Put the lines below into a numbered list, skipping any blank lines and leaving the pictures out.

------ Input

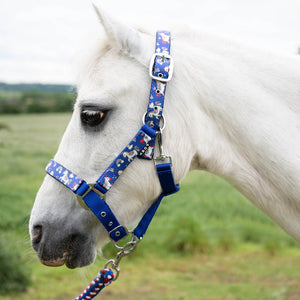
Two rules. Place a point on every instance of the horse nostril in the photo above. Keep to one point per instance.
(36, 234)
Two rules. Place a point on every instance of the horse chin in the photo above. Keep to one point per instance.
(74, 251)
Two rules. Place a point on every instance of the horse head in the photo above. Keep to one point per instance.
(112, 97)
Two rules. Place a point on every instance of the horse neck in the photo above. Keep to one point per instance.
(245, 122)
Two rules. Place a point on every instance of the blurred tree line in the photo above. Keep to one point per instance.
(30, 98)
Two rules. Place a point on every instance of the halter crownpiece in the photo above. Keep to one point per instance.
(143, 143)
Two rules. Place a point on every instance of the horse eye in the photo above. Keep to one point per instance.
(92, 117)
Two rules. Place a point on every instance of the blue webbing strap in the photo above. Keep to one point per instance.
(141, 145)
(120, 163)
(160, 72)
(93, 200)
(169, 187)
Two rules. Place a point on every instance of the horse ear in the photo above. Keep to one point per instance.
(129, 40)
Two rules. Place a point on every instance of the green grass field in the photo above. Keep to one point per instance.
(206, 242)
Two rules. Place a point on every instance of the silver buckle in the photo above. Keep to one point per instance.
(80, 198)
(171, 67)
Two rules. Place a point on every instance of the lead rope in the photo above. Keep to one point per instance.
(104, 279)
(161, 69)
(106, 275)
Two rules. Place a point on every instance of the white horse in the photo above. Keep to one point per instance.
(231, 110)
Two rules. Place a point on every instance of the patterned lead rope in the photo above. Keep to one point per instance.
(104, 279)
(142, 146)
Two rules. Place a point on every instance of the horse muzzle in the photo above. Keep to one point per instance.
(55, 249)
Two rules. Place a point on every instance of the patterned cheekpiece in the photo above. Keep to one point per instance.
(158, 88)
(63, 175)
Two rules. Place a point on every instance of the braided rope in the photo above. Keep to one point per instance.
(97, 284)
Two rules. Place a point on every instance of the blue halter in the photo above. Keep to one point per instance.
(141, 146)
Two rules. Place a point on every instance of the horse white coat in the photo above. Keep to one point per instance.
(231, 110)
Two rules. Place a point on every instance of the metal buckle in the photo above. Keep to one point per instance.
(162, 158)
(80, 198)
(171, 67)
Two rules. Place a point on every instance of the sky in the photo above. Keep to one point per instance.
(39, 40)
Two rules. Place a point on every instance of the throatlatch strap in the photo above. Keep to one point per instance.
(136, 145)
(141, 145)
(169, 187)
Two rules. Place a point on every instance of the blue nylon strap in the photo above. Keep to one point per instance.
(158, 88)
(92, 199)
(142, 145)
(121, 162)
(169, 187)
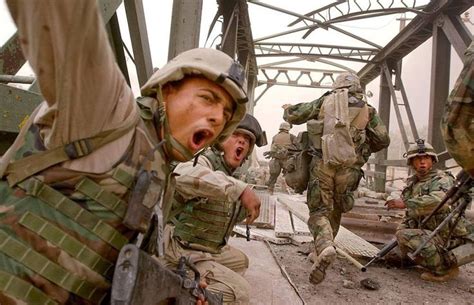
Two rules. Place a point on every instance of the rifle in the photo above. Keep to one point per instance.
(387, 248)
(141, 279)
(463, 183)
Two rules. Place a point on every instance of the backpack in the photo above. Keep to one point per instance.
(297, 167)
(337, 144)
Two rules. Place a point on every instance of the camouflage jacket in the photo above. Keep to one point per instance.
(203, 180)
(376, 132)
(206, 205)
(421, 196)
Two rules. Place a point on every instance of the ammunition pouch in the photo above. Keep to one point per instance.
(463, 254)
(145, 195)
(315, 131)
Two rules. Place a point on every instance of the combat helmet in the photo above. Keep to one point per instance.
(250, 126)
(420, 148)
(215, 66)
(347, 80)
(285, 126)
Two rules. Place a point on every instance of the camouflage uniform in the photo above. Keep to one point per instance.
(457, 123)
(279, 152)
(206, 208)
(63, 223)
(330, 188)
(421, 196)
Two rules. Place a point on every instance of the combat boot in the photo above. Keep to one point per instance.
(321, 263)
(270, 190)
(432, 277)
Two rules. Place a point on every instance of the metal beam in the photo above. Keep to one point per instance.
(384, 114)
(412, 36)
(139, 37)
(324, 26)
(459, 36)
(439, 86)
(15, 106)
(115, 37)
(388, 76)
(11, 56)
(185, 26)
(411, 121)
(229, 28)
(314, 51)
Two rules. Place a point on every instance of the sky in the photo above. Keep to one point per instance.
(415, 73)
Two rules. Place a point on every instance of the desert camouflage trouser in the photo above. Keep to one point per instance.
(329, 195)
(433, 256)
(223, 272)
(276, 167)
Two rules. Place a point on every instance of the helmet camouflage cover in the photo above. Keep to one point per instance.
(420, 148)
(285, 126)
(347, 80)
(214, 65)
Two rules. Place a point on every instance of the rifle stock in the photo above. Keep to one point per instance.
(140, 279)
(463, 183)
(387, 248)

------------

- [Answer to this exercise]
1. Two rules. Place a point on every instance of the horse nostril in the photo above. Keep to one point per instance.
2. (36, 234)
3. Two rules. Place a point on every instance of the horse chin in the photo above. Keep to one point per instance.
4. (74, 251)
5. Two rules. Place a point on every instance of the horse head in the photo above. Keep to one point per instance.
6. (112, 97)
7. Two rules. Place a point on every instance of the horse neck in the photo above. Keep to one point per instance.
8. (245, 122)
9. Two rules. Place a point on every instance of the blurred tree line in the photo above. Keep to one point per instance.
10. (30, 98)
11. Two rules. Place a point on every instance of the halter crownpiece in the photo above. Keep to one point per instance.
12. (143, 143)
13. Two rules. Place a point on every instance of the horse eye in the photo above. Keep to one point per instance.
14. (92, 117)
15. Two rules. Place a point on every instance of the blue webbing strap in the photo above. Keep to one point per instance.
16. (141, 145)
17. (120, 163)
18. (160, 72)
19. (93, 200)
20. (169, 187)
21. Two rules. Place a point on every instance of the horse ear in the photo above. Keep to one point per instance.
22. (129, 40)
23. Two rules. Place a point on every instance of the green grass field in the photo above. Keep to one point per instance.
24. (206, 242)
25. Two rules. Place a point on every instance of the silver buckle in the photo above. Keep to one point per instance.
26. (80, 198)
27. (171, 67)
28. Two rules. Place a point on every instance of the lead rope in the photo above. Keep to one point per instance.
29. (104, 279)
30. (161, 69)
31. (106, 275)
32. Two rules. Place a point on every instance of the white horse in the photo above. Keep to one point per instance.
33. (231, 110)
34. Two rules. Place a point on every instance of the patterned lead rope in the photo above. Keep to one point per instance.
35. (104, 279)
36. (142, 146)
37. Two rules. Place a point on every instance of the horse muzzle in the photo above. Keep to one point per instance.
38. (55, 249)
39. Two rules. Place a point on every instance of the patterned cheekpiece in the photo above. Keep to one point per instance.
40. (158, 88)
41. (63, 175)
42. Two rules. Place a point on every instance of the braided rope in the photo above. Keep to one point per instance.
43. (97, 284)
44. Two rules. Place a point on every instance of the blue halter in the photo above. Keep to one point per instance.
45. (141, 146)
46. Two rules. Place a point on every instance of the horse white coat in the photo above. Keep to one point per instance.
47. (231, 110)
48. Two rules. Place a point on every instance of the metal buckle in the photo above. Keep to one point per instance.
49. (162, 158)
50. (80, 198)
51. (171, 67)
52. Two rules. Place a point on every instance of the sky in the photo above. Keep to one point per instance.
53. (39, 40)
54. Two rules. Place a point on every instance of the throatlatch strap in the photo above. Keep to one point per instance.
55. (136, 145)
56. (141, 145)
57. (169, 187)
58. Two rules. Place a point on every instance of the blue nylon strap in the photo above. Keep to one point per instance.
59. (158, 88)
60. (92, 199)
61. (142, 145)
62. (121, 162)
63. (169, 187)
64. Two rules. Place a point on every instance of the rifle in the photo above. Keep to one point per instance.
65. (387, 248)
66. (141, 279)
67. (463, 183)
68. Two rules. Place a point on every instance of the backpack in the photo above. Keep to one point per instance.
69. (297, 167)
70. (337, 144)
71. Two rules. Place a point on every instance of the camouflage jacket in the photo above. Keep to one point per instance.
72. (203, 180)
73. (376, 132)
74. (206, 205)
75. (421, 196)
76. Two rules. Place a point on every instance of the ammunition pouch in the photo above. Keep to one point per instance.
77. (463, 254)
78. (145, 195)
79. (315, 131)
80. Two rules. Place a point on every instance of the combat helmet in the photo above. Keep to one point per instance.
81. (250, 126)
82. (420, 148)
83. (215, 66)
84. (347, 80)
85. (285, 126)
86. Two rules. Place a point on every instance of the camouflage uniform in the photo above. Keep to one point per instance.
87. (457, 123)
88. (279, 152)
89. (206, 208)
90. (63, 223)
91. (330, 188)
92. (421, 196)
93. Two rules. Place a point on every instance of the combat boot in the photo above. Keep to one point per instance.
94. (321, 263)
95. (270, 190)
96. (432, 277)
97. Two rules. Place a point on every instance of the metal beam in the photo above. Keep to one point per instance.
98. (384, 114)
99. (412, 36)
100. (139, 37)
101. (324, 26)
102. (459, 36)
103. (439, 86)
104. (15, 106)
105. (115, 37)
106. (388, 76)
107. (11, 56)
108. (185, 26)
109. (411, 121)
110. (229, 28)
111. (314, 51)
112. Two rules. Place a point on every instance of the sky in the photo above. Keep to one point per instance.
113. (415, 73)
114. Two rules. Place a point on every instance of the desert camouflage trouser in the photo above. Keep to one point per instance.
115. (329, 195)
116. (433, 256)
117. (223, 272)
118. (276, 167)
119. Two rules. Place a point on every instance of the helmet camouflage cover in the photo above. Keep to one point per instance.
120. (420, 148)
121. (285, 126)
122. (347, 80)
123. (214, 65)
124. Two rules. Place a point on every instance of the rifle stock in the photo above. Keep to one point per instance.
125. (140, 279)
126. (463, 183)
127. (387, 248)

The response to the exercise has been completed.